WHAT TO PRODUCE —
Do not copy the pictures; transcribe all other material exactly.

[Recorded data]
....
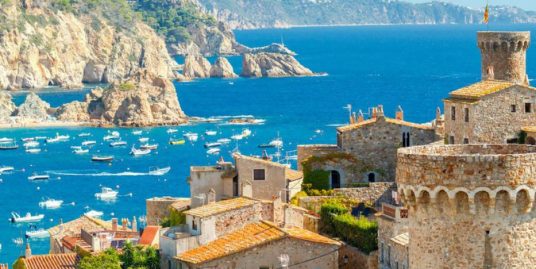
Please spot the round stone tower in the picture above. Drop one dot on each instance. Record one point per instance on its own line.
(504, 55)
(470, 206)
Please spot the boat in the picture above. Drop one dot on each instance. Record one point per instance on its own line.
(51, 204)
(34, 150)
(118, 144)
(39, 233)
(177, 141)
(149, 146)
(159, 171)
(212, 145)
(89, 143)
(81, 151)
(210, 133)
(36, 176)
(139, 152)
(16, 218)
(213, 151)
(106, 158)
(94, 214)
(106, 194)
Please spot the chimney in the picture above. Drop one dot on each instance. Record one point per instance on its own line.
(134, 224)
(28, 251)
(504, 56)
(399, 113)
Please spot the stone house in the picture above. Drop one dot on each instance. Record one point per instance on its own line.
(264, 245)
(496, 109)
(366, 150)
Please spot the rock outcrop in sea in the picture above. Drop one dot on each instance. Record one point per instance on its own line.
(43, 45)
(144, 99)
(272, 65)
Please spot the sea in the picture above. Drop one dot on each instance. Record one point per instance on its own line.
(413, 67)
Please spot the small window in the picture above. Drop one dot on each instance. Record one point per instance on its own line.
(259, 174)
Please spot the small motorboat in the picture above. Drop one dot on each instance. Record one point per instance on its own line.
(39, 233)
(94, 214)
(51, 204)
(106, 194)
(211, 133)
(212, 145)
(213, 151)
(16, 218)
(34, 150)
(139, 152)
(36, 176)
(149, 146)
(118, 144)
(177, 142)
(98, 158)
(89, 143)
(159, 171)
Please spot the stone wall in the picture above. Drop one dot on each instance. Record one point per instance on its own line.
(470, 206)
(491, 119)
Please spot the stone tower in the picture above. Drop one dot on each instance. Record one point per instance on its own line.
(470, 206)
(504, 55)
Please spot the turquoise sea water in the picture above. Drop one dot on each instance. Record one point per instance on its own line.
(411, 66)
....
THE COMPLETED TASK —
Please spot the round stone tower in the picture above. Drop one dot on each instance. Record one point per instance on its own line.
(504, 55)
(470, 206)
Please spot the boat in the picture above. Drop one dot on each instance. Record one point per instance on its own line.
(51, 204)
(34, 150)
(118, 144)
(39, 233)
(177, 141)
(149, 146)
(159, 171)
(212, 145)
(89, 143)
(81, 151)
(210, 133)
(36, 176)
(139, 152)
(16, 218)
(213, 151)
(106, 158)
(94, 214)
(106, 194)
Please spot the chimney in the picture above. Drop one dot on each instance. Record one point per instance on its own line.
(134, 224)
(28, 251)
(504, 56)
(399, 113)
Please spot the stone house in the picture above. Drop one dot on each instance. Record one point per instance on its own line.
(264, 245)
(496, 109)
(366, 150)
Please spot the rock outcrop in sea in the picture above. Drop one dot on each instance. Record one point per instance on its own line.
(43, 45)
(144, 99)
(272, 65)
Please spot the sea in the picture above. Drop one dot on each instance. Record one point per instance on its own line.
(413, 67)
Please spot the small window in the picture above. Drop one dot on each instance. Record one point per instance on its own line.
(259, 174)
Please spot the small motorboat in the picture above. Drop one dot on each instance. Record one point per instance on its own line.
(39, 233)
(94, 214)
(51, 204)
(106, 194)
(211, 133)
(212, 145)
(213, 151)
(16, 218)
(34, 150)
(139, 152)
(36, 176)
(149, 146)
(118, 144)
(177, 142)
(98, 158)
(89, 143)
(159, 171)
Please spot the stone wall in the picture above. Drop one dot on each instance. Record one point per instance on its own line.
(470, 206)
(491, 119)
Please spot the stone tower in the picture above. Drop one dot on each instance. Record one point per instance on its own line.
(470, 206)
(504, 55)
Please spot the turquoise sea water in the picture above. Drop one dot on each instance. Record one point per instance on its own line.
(411, 66)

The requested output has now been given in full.